## [Tasks]
(A) Answer these from the fishing report, one line each:
(i) Where is Unicoi Outfitters located?
(ii) Which way did Ian steer?
(iii) What condition did the morning recon find the Hooch headwaters in?
(B) List every fly named in Wes' Hot Fly List in the fishing report.

## [Document text]
Unicoi Outfitters is north Georgia's premier guide service and fly fishing outfitter, located on the Chattahoochee River near alpine Helen. Look for fishing reports, gear and book reviews, and general musings here from our staff and guides.

Friday, September 30, 2022

Unicoi Outfitters Fishing Report - 9/30/22


Hello October!  Instead of the trick, how about the early treat we just received?  Ian steered toward the Carolinas and has spared us the excessive wind and water!  Our region remains high and dry and your fishing week ahead looks great!

Before we dive into our good fortunes, please join us in continued prayer for our FL fishing friends and yours, too.  So far we’ve heard from a couple of them who made it through the storm in decent shape. We await word from others. 

Our friend, Rusty, shared a video on storm surge just south of him that is a true eye-opener.


May their recovery go well, especially with support from all of us.

Now back to the fishing prospects. My morning recon today showed the Hooch headwaters drought-low and aquarium clear. The bassing portion of the river was also low and clear.  So your bottom line is cover, as these fish have a current mission. In simple terms, it’s “hide from herons!”  Until our streams recharge, our finned targets will focus on survival first and feeding, second.  Therefore stealth, long leaders, and casting into cover (heron hides) will help your catch rates.

Best bets for this week are subsurface river bass, dry/dropped wild trout, NC DH trout after the agency trucks run, and reservoir spotted and striped fish when we can find the surface schools. Ponds cool quicker than lakes, so your subsurface flies might outfish topwater offerings as we enter October.

Check out our full report, timely angler intel,  and Wes’ hot fly list on our home and Facebook pages. Call or come by the shop for more intel and fall supplies. Good luck on this unexpected, bonus weekend.

Wes’ Hot Fly List:

Dries: elk hair caddis, orange stimulator, micro chubby.

Nymphs & Wets:

Prince nymph, drowned ant, hare & copper, soft hackle partridge.

## [Data section]

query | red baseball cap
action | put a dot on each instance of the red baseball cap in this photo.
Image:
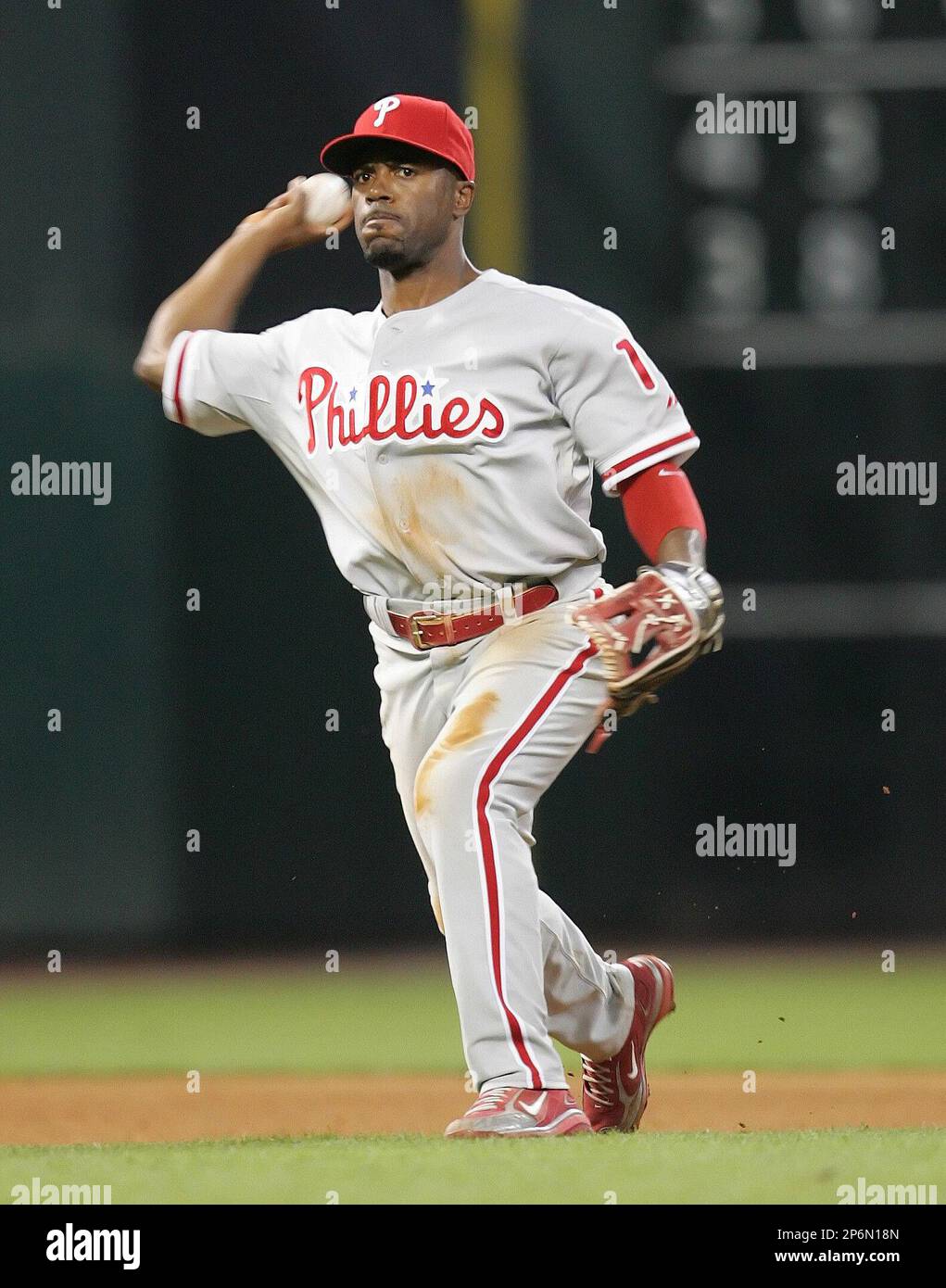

## [Task results]
(A)
(i) On the Chattahoochee River near alpine Helen.
(ii) Toward the Carolinas.
(iii) Drought-low and aquarium clear.

(B) Elk hair caddis, orange stimulator, micro chubby, Prince nymph, drowned ant, hare & copper, soft hackle partridge.